### AIM
Can you output the stretch of records from the line containing "query: the noun phrase to segment: <item>truck" through the end of the records, both ends included, as a Markdown table with columns Row and Line, leaving out blank lines?

### MATERIAL PROVIDED
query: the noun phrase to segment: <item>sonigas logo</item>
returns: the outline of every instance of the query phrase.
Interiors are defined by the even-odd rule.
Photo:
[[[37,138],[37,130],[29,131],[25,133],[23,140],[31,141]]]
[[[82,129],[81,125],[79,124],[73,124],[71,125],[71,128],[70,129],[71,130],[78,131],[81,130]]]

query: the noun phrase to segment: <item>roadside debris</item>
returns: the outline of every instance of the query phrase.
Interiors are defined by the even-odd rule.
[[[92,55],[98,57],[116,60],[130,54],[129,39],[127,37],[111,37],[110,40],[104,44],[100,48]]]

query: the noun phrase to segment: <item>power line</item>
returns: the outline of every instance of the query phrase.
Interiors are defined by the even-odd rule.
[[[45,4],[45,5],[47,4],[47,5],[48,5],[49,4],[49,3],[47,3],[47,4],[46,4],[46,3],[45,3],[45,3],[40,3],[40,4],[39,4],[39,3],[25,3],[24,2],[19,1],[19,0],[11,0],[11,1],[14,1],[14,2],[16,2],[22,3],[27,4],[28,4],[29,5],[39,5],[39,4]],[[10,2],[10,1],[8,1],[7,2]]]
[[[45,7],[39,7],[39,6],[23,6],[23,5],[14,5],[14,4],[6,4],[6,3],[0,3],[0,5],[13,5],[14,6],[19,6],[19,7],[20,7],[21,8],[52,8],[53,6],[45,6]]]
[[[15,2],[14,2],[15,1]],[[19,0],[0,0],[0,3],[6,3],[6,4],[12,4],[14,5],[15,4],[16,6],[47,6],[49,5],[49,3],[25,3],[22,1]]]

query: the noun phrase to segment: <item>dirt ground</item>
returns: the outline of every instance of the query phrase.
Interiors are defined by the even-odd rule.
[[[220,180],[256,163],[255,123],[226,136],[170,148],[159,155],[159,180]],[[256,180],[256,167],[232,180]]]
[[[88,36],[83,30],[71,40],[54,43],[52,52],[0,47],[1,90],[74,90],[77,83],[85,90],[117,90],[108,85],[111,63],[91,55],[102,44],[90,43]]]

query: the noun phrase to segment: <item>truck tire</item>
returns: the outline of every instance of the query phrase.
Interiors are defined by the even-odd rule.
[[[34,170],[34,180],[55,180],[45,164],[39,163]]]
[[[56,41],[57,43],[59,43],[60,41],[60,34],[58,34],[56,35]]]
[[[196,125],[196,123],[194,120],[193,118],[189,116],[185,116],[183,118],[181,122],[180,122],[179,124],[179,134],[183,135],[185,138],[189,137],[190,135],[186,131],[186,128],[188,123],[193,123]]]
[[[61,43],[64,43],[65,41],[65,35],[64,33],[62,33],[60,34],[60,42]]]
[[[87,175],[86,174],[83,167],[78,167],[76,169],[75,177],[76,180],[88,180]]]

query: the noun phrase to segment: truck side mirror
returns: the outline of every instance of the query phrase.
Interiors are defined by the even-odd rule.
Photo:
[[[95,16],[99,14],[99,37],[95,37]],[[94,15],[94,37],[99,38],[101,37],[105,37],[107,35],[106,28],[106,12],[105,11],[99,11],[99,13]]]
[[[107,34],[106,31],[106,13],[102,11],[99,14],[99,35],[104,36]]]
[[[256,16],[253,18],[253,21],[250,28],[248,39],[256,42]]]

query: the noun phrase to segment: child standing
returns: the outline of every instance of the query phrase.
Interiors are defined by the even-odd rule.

### ANSWER TO THIS EXERCISE
| Row | Line |
|---|---|
| 1 | query: the noun phrase to segment: <item>truck tire</item> |
| 2 | returns: the outline of every instance of the query phrase. |
| 3 | Interiors are defined by the even-odd rule. |
| 4 | [[[34,170],[34,180],[55,180],[45,164],[39,163]]] |
| 5 | [[[56,41],[57,43],[59,43],[60,41],[60,34],[58,34],[56,35]]] |
| 6 | [[[196,125],[196,123],[194,120],[193,118],[189,116],[185,116],[183,118],[181,122],[180,122],[179,124],[179,134],[183,135],[185,138],[189,137],[190,135],[186,131],[186,128],[188,123],[193,123]]] |
| 7 | [[[61,43],[64,43],[65,41],[65,35],[64,33],[62,33],[60,34],[60,42]]] |
| 8 | [[[87,175],[86,174],[83,167],[78,167],[76,169],[75,177],[76,180],[88,180]]] |
| 9 | query: the noun phrase to segment: truck side mirror |
| 10 | returns: the outline of every instance of the query phrase. |
| 11 | Interiors are defined by the even-odd rule. |
| 12 | Photo: |
| 13 | [[[95,16],[99,14],[99,37],[95,37]],[[94,15],[94,37],[99,38],[101,37],[105,37],[107,35],[106,28],[106,12],[105,11],[99,11],[99,13]]] |
| 14 | [[[107,34],[106,31],[106,13],[102,11],[99,14],[99,35],[104,36]]] |
| 15 | [[[256,16],[253,18],[253,21],[250,28],[248,39],[256,42]]] |
| 16 | query: the noun phrase to segment: child standing |
| 17 | returns: the outline of every instance of the query phrase. |
| 18 | Interiors are defined by the even-odd rule. |